Task brief: Convert the lines below into a JSON list of strings, one string per line, skipping any blank lines.

Point annotation dataset lines
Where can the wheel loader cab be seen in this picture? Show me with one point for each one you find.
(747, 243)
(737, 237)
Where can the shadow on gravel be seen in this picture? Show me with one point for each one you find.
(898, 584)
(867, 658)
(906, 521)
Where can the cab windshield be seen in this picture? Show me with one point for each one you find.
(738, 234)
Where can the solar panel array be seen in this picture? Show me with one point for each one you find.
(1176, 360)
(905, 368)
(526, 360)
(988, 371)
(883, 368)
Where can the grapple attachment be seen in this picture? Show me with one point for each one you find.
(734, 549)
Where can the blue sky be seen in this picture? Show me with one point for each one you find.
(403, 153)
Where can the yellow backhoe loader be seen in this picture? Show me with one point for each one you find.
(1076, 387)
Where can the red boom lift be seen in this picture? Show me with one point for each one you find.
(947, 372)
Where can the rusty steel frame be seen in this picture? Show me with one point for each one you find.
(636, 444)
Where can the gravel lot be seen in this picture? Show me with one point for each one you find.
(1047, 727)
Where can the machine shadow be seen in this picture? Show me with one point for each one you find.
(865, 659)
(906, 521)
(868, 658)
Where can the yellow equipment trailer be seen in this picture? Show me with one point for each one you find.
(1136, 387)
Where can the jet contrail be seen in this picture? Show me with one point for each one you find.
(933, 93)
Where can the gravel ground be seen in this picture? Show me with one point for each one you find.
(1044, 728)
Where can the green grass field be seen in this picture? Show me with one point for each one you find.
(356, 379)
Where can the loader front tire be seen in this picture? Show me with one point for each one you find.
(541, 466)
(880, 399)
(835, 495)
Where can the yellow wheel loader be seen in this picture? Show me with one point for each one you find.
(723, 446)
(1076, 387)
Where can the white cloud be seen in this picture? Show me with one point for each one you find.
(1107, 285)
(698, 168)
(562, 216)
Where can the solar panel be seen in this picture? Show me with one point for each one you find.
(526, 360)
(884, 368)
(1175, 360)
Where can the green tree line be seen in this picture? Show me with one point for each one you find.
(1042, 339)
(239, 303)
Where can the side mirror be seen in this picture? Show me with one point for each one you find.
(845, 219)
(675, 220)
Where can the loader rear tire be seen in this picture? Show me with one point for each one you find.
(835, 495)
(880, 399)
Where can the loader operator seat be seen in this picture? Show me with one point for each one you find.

The answer:
[
  "Where can the wheel loader cab be seen in this picture? Show me with one point for each one you find.",
  "(747, 243)",
  "(737, 237)",
  "Where can the shadow on gravel be seen in this picture? Show me with one point for each one you find.",
  "(898, 584)",
  "(867, 658)",
  "(906, 521)",
  "Where can the cab windshield be seen in this picture? Show me with one point for each one you find.",
  "(738, 234)",
  "Where can the solar panel array be seen in this picture? Show me with one point for each one you find.",
  "(1176, 360)",
  "(905, 368)",
  "(526, 360)",
  "(988, 371)",
  "(883, 368)",
  "Where can the grapple attachment be seen in this picture? Show me with one point for each one you find.",
  "(734, 549)",
  "Where can the blue sky be seen in this picture? Show me with one point for each one you find.",
  "(403, 153)",
  "Where can the yellow backhoe loader be seen in this picture? Show me with one point for each one you find.",
  "(1076, 387)",
  "Where can the red boom lift be seen in this picture? Show me with one point for each one you find.",
  "(947, 372)",
  "Where can the rusty steel frame be seen in this picture? Show me with one point for each one you find.",
  "(636, 444)",
  "Where can the gravel lot be seen in this picture? Show me with one point for each one you find.",
  "(1047, 727)",
  "Where can the machine shadow be seen in this picture? Show me with one point for each one you find.",
  "(865, 659)",
  "(906, 521)",
  "(868, 658)",
  "Where can the yellow equipment trailer be seen in this picture? Show me with one point for each one you find.",
  "(1136, 387)",
  "Where can the jet contrail be seen in this picture? Show me with one point for each one you find.",
  "(933, 93)",
  "Where can the gravel ground be seen in this picture? Show me with one point for each one you find.",
  "(1044, 728)",
  "Where can the green grass field be seen in this picture? Show me with one point for each one you find.",
  "(356, 379)",
  "Where can the loader front tire be seen in this picture? Show me with one point for each one you find.",
  "(541, 466)",
  "(880, 399)",
  "(835, 495)",
  "Where can the yellow wheel loader be seen in this picture? Show me with one point for each one you find.",
  "(723, 446)",
  "(1076, 387)",
  "Where can the white cloud be seen in this picture? Show me with one point for each one you find.",
  "(1107, 285)",
  "(698, 168)",
  "(562, 216)",
  "Where can the solar panel be seen in this picture? Show me with one point for each one you find.",
  "(526, 360)",
  "(884, 368)",
  "(1175, 360)",
  "Where can the green tree line be seen in this picture? Show me with one point for each one you find.",
  "(1042, 339)",
  "(239, 303)",
  "Where can the side mirror be seen in this picture? Show me with one point for each one you find.",
  "(845, 219)",
  "(675, 220)",
  "Where can the loader rear tire be seen in this picture? Show me with one point for each one you find.",
  "(835, 495)",
  "(880, 399)",
  "Where can the loader operator seat be seen in this picture? Show me with one point for each one you find."
]